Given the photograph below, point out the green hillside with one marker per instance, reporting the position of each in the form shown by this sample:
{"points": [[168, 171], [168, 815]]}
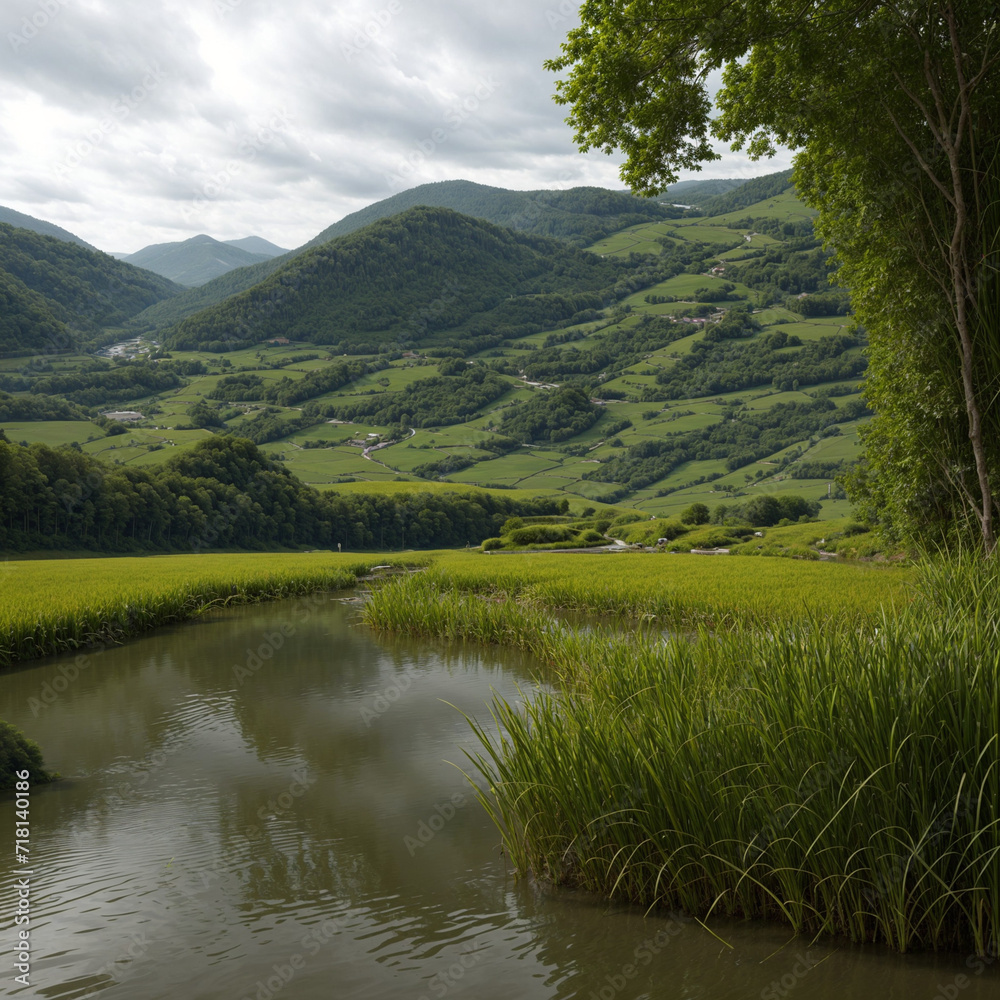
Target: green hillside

--

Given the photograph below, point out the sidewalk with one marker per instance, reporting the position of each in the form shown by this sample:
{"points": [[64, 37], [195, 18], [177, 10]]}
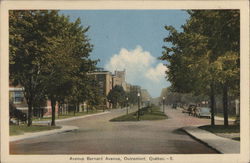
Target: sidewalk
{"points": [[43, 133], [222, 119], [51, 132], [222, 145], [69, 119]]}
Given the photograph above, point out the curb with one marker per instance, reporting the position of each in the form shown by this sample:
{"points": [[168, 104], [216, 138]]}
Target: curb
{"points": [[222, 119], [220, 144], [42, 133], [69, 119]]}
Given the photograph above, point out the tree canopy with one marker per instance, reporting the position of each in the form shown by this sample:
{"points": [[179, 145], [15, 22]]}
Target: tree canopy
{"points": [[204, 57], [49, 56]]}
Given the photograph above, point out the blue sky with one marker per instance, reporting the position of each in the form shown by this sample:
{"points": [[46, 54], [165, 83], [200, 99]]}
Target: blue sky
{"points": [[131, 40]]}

* * *

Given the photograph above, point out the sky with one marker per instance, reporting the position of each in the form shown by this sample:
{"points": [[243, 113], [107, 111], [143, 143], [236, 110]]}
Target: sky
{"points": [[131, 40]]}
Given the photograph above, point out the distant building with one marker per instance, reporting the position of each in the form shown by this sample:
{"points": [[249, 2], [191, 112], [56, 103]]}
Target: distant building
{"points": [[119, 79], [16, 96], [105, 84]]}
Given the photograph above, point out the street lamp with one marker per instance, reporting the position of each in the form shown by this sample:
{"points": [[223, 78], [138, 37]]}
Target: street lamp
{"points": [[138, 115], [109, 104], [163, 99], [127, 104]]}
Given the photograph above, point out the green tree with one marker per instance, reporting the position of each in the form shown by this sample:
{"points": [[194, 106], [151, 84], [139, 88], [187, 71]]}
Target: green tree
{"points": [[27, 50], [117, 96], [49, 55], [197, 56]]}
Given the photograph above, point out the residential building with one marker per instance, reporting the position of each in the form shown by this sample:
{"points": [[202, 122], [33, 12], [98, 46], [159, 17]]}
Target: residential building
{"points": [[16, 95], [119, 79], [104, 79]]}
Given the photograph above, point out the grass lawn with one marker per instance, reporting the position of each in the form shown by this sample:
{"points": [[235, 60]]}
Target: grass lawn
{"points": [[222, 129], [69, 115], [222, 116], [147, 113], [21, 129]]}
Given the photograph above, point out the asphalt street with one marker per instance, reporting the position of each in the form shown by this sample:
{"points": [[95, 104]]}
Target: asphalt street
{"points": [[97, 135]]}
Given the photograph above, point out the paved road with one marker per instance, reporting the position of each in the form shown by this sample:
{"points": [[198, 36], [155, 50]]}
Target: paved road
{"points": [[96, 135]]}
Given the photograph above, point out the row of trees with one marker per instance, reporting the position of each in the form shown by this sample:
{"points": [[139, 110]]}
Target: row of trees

Task » Please copy out every line in the listing that has the string "hillside".

Task solution »
Given the photograph below, point out the green hillside with one marker per instance, reporting the position of each in the form shown by this sample:
Target: green hillside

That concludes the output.